--- Texto do documento ---
---------------
A microcefalia, entretanto, já é uma doença conhecida no Brasil, uma vez que suas causas são variadas, não sendo atribuída apenas ao zika vírus. “Acredito que seja necessária uma força tarefa, no sentido de orientar todos os profissionais em relação às peculiaridades deste quadro, possibilitando, desta forma, um atendimento odontológico integral e seguro”.
A também autora da obra “O Paciente com Necessidades Especiais na Odontologia” defende que a Odontologia para Pacientes com Necessidades Especiais é a especialidade que trata de pacientes com comprometimentos sistêmicos e neurológicos. “Contamos, hoje, no Brasil, com um pequeno número de especialistas. Segundo dados do Conselho Federal de Odontologia, somos 592 profissionais, tendo sua distribuição bastante heterogênea pelo país – 197 em São Paulo, sendo que em alguns Estados não há especialistas na área”.
Atendimento odontológico ao paciente com microcefalia
A cirurgiã-dentista Maria Lucia Zarvos Varellis afirma que alguns passos podem ser decisivos para um atendimento odontológico eficiente e humanizado aos pacientes com microcefalia.
- O cirurgião-dentista que atende o paciente com necessidades especiais deve compreender que ali se encontra uma pessoa “diferente”, que precisa de cuidados, e esses cuidados devem ser realizados de forma humanizada, envolvendo a família/cuidadores.
---------------
--- Dados mostrados ---
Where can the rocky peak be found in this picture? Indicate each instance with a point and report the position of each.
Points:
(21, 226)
---------------
--- Enunciado ---
De acordo com o texto sobre atendimento odontológico a pacientes com microcefalia, quantos especialistas em Odontologia para Pacientes com Necessidades Especiais existem no Brasil, segundo o Conselho Federal de Odontologia?

--- Resposta ---
São 592 profissionais.